QUOTED PASSAGE:
It is not news that disk IO is slow. Comparing with the speed of CPU to process the data, or memory access of the data, disk IO is usually 1000 times slower. Because Oracle database relies on underneath computer system functions, it is common that disk IO is the limiting factor for database performance, especially it is true for large data warehouse. Therefore, measuring the disk IO throughput is important for database performance tuning, database capacity planning. With the trend of virtualization of data storage layer, IO throughput measuring is more import that before for Oracle database tuning and troubleshooting.
First let us measure the disk IO at server level. I use Linux as example and hdparm is a good starting point, such as
hdparm –tT /dev/sda
You need root privilege to do so.

RECORDED DATA:
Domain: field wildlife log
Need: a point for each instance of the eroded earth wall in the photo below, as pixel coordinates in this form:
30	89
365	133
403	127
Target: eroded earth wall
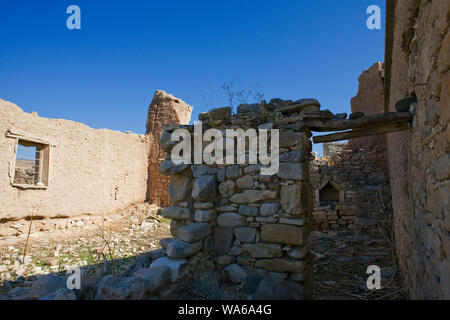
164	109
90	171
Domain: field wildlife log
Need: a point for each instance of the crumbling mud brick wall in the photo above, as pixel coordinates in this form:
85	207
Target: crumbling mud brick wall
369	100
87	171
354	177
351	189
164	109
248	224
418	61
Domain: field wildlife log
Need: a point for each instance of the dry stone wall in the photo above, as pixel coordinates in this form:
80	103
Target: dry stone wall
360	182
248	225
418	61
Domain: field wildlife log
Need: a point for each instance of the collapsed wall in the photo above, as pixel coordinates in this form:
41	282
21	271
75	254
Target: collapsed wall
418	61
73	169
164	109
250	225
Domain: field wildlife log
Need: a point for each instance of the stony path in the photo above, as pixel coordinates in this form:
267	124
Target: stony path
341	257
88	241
---
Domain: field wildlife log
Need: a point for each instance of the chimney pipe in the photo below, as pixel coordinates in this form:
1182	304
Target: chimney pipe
--
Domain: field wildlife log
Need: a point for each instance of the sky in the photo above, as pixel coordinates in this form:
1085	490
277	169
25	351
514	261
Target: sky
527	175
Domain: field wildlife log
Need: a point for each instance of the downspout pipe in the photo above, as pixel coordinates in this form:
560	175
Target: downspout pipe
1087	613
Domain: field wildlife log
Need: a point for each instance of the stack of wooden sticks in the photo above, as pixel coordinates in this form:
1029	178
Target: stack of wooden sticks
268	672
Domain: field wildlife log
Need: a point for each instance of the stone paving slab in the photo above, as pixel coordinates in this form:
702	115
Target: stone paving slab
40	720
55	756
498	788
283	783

DIRECTIONS:
(a) In one to three sentences, explain why the text on measuring disk IO says that measuring disk IO throughput matters for Oracle database performance tuning.
(b) Answer these questions from the text on measuring disk IO:
(i) About how many times slower than CPU processing or memory access is disk IO usually?
(ii) Which operating system is used as the example for measuring disk IO at server level?
(iii) What privilege is needed to run the hdparm command?
(c) Rewrite the paragraph of the text on measuring disk IO that begins "It is not news that disk IO is slow" as a short list, keeping its main facts.
The lines have no connection to the text on measuring disk IO.

ANSWERS:
(a) Disk IO is usually about 1000 times slower than CPU processing or memory access. Because Oracle depends on the underlying computer system, disk IO is often the factor that limits database performance, especially for large data warehouses. Measuring IO throughput therefore matters for tuning and capacity planning.

(b)
(i) About 1000 times slower.
(ii) Linux.
(iii) Root privilege.

(c)
- Disk IO is usually about 1000 times slower than CPU processing or memory access.
- Oracle relies on the underlying computer system, so disk IO is often the limiting factor for database performance, especially in large data warehouses.
- Measuring disk IO throughput is therefore important for database performance tuning and capacity planning.
- As the storage layer becomes more virtualized, measuring IO throughput matters more than before for Oracle tuning and troubleshooting.